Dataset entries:
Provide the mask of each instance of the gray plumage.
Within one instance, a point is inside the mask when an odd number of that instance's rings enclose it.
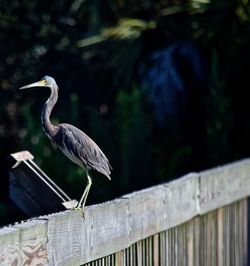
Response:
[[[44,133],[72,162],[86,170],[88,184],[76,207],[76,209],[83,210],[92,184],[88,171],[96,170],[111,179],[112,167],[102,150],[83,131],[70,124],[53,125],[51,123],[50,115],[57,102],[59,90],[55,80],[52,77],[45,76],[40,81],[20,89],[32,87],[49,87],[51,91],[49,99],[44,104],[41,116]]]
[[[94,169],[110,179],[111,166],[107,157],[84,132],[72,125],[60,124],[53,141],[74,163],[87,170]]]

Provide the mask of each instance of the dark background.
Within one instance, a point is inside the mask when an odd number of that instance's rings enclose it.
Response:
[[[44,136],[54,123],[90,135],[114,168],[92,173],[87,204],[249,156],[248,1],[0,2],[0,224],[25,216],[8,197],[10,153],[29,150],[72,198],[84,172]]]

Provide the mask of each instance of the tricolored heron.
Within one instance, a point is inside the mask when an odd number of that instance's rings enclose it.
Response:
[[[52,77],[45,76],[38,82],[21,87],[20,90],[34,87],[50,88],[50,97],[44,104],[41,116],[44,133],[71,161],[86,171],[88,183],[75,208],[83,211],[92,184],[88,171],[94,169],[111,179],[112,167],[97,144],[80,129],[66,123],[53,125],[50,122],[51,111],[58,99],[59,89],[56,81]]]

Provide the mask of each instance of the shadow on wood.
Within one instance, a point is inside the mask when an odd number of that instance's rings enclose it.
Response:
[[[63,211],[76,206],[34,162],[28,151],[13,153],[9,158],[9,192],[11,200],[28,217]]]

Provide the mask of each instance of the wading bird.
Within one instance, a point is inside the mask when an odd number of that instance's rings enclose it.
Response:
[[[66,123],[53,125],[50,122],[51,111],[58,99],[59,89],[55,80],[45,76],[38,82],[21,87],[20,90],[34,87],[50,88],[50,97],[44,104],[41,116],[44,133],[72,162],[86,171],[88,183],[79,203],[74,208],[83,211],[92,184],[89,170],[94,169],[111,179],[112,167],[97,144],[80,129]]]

==

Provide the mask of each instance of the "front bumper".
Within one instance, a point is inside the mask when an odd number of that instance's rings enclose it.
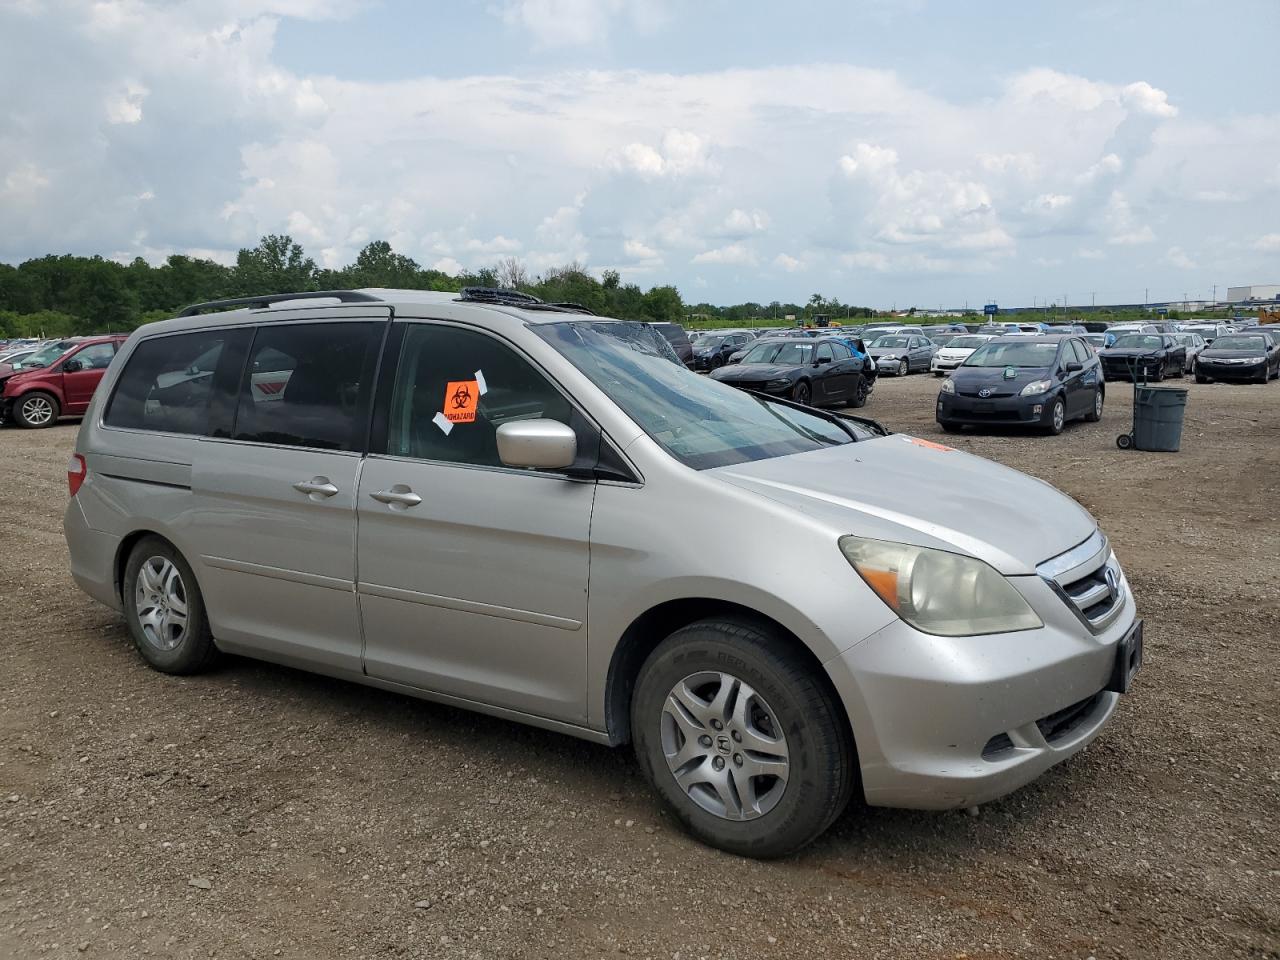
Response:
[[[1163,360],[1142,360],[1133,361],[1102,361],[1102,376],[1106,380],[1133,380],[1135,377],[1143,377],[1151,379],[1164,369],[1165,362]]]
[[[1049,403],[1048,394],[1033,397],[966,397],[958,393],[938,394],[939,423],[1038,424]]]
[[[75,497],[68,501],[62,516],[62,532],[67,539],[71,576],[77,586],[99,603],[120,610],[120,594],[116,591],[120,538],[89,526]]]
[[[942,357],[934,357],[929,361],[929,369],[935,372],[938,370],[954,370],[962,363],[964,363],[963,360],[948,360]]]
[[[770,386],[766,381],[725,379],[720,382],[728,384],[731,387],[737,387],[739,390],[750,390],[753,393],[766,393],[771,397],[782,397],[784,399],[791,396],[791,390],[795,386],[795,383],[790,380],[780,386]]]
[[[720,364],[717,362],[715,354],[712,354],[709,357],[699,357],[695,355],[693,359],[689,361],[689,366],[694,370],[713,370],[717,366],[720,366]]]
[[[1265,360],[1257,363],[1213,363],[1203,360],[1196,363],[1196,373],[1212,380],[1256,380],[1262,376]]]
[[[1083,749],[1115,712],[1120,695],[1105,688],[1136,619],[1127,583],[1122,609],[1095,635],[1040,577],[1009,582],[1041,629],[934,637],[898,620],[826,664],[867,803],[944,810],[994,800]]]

--

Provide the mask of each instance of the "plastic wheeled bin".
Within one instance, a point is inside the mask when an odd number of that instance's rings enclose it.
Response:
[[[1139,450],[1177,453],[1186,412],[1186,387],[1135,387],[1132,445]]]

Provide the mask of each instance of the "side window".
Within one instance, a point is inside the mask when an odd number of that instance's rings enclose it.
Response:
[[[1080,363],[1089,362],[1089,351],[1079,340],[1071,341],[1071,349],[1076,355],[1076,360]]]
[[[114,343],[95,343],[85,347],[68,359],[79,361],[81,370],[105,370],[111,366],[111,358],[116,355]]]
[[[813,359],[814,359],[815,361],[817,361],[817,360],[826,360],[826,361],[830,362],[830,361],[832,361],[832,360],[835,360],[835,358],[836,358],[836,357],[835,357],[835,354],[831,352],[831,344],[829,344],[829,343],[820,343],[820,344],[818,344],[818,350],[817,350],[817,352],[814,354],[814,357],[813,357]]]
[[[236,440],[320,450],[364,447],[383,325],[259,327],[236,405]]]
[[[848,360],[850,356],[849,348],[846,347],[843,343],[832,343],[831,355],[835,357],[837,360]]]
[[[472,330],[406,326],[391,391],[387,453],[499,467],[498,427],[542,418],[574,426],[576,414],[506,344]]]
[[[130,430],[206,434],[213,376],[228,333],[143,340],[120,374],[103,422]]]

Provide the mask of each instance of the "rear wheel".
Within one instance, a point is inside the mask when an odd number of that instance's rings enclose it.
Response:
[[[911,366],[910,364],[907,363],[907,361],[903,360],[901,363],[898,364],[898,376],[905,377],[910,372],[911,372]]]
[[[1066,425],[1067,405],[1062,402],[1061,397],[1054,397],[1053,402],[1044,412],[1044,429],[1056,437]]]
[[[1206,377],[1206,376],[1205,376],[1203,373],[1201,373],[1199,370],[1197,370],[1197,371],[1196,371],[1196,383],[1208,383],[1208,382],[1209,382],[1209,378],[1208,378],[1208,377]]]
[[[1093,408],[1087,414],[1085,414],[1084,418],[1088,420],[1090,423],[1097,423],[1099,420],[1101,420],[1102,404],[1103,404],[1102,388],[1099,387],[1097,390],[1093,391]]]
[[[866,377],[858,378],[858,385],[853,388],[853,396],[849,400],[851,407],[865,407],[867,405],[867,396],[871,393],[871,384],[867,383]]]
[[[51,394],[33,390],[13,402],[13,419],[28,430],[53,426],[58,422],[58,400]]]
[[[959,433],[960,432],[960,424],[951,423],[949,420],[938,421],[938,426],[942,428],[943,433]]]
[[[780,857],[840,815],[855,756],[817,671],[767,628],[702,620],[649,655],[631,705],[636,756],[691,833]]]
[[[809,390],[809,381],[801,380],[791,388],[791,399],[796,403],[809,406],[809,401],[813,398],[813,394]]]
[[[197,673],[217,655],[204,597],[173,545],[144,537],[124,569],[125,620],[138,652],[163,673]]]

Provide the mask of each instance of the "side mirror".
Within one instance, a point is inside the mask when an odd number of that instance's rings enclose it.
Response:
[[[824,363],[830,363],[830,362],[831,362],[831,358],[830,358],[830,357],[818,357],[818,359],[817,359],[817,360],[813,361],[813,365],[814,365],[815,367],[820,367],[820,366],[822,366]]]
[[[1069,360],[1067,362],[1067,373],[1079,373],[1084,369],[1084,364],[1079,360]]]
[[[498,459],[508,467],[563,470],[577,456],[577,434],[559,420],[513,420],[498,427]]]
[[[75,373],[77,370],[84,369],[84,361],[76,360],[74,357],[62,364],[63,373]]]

THE TASK: Among the entries above, find the line with "Provide the mask of each instance of the gray" and repeat exactly from there through the line with "Provide the mask of each instance of the dark", leaving out the pictures.

WRITTEN SOLUTION:
Provide the mask of each instance of the gray plumage.
Within one instance, a point is inside the mask when an odd number of that instance's rings enclose it.
Response:
[[[44,133],[72,162],[86,170],[88,184],[76,207],[76,209],[83,210],[92,184],[88,171],[96,170],[111,179],[112,167],[102,150],[83,131],[70,124],[53,125],[51,123],[50,115],[57,102],[59,90],[55,80],[52,77],[45,76],[40,81],[20,89],[32,87],[49,87],[51,91],[49,99],[44,104],[41,116]]]
[[[94,169],[110,179],[111,166],[107,157],[84,132],[72,125],[60,124],[53,141],[74,163],[87,170]]]

Provide the mask of each instance of the dark background.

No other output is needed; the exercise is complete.